Render the items below as a two-column CSV with the headers item_text and marker_points: one row per item, each field quoted, and line breaks within a field replaced by spaces. Omit the pictures.

begin

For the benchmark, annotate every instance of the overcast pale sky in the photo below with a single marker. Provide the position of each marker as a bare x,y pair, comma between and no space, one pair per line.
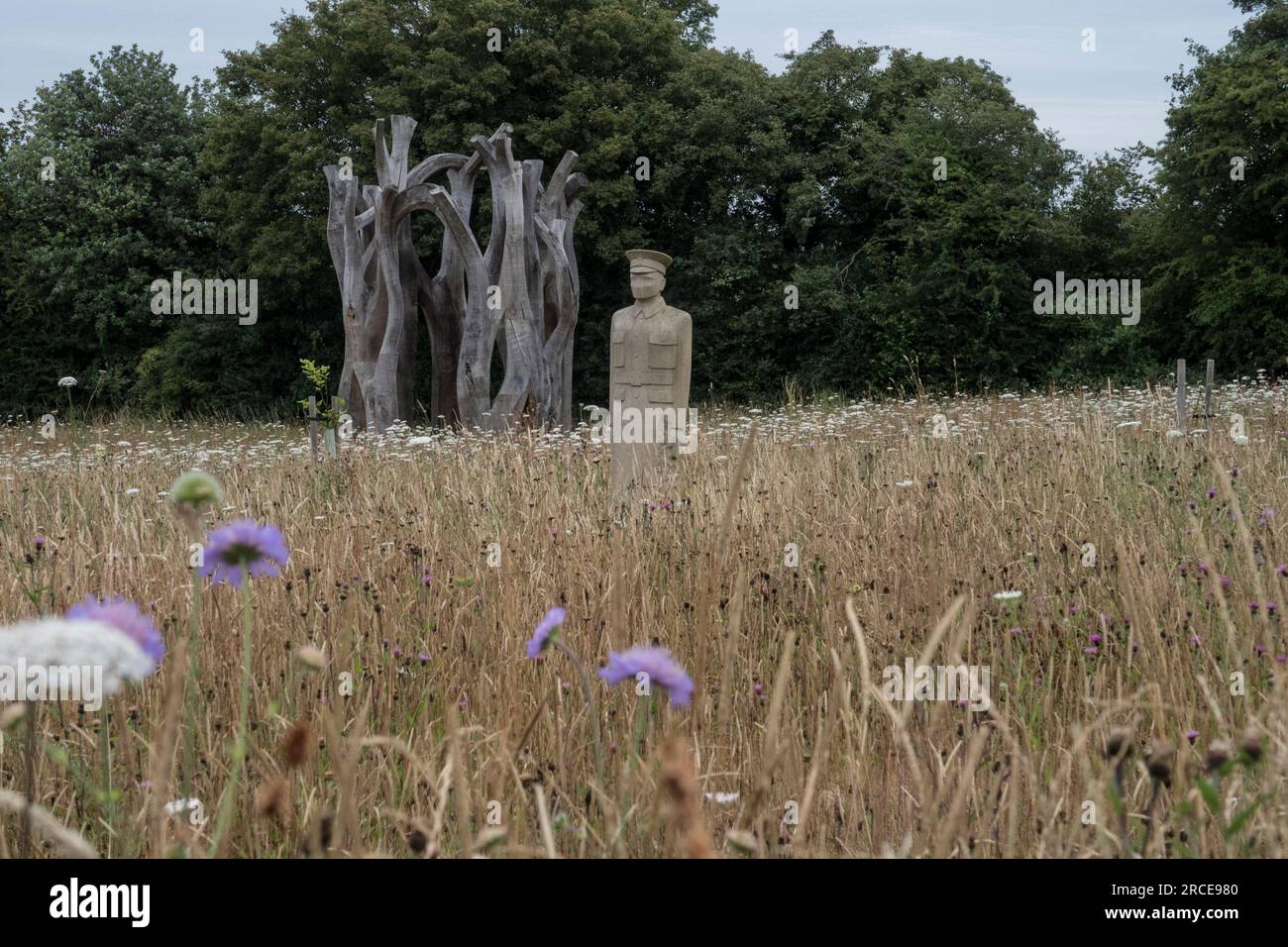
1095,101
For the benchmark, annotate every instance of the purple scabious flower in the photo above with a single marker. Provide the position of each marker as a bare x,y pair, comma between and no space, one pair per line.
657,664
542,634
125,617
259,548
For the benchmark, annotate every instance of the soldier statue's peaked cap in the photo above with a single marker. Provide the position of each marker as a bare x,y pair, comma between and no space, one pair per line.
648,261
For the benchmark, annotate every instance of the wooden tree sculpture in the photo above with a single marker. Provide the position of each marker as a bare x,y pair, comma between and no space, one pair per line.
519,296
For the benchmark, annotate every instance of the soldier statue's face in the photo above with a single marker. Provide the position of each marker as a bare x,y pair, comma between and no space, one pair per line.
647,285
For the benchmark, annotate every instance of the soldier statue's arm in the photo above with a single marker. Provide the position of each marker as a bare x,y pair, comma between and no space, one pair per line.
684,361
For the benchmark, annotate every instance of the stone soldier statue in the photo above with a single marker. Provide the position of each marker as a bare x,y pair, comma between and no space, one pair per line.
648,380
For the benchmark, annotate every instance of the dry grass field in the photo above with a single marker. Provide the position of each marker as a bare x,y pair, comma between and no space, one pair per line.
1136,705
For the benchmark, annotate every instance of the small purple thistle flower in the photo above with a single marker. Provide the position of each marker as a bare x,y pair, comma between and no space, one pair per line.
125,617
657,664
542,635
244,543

end

▶ _SOLUTION TO THE PROBLEM_:
item_text,marker_points
"For the benchmark, annotate every instance of the overcast pale sky in the photo below with a single marker. Provide the position of each marker as a bare x,y pair, comma between and no space, one pair per line.","1095,101"
"For the benchmark, annotate every instance of the purple scabious flower in the photo above with a single marker. Provide the position of each marker as a bare x,y pair, comma between and no space, one pair per line.","657,664 542,634 125,617 259,548"
"For the benchmark, annotate every instance of the soldier statue's peaked cap in the photo above with a single marker. Provide the position of each marker as a bare x,y pair, comma between and no space, one pair per line.","648,261"
"For the benchmark, annotate every instance of the wooden tree sculpture in the photo above with a single marker. Provide the position of each marker as a bare x,y pair, comma between and no space, one pair per line.","519,296"
"For the benchmark, annotate every instance of the soldier statue's face in the photo above with a single marker. Provide the position of each marker as a bare x,y pair, comma between and no space, one pair per line.","647,285"
"For the benchmark, annotate every instance of the soldier statue's arm in the photo above with a single marker. Provide the position of each marker as a bare x,y pair, comma between and no space, one pair per line.","684,361"
"For the benchmark, annotate every instance of the stone soldier statue in the photo above with a single marker. Provide the position of each marker as a bare x,y pair, comma between and no space, one pair per line.","648,380"
"For the benchmark, annotate every instance of the dry grass field in the photo above with a single marker. Provide the position of each marker as a bare x,y pair, comma between and no space, one pair per line.","1136,705"
"For the benchmark, annotate every instance of the small purple thistle flower in the photo above with a single marker. Provide the position of each marker as a bare x,y pair, comma between and no space, one pair per line.","125,617 657,664 542,635 244,543"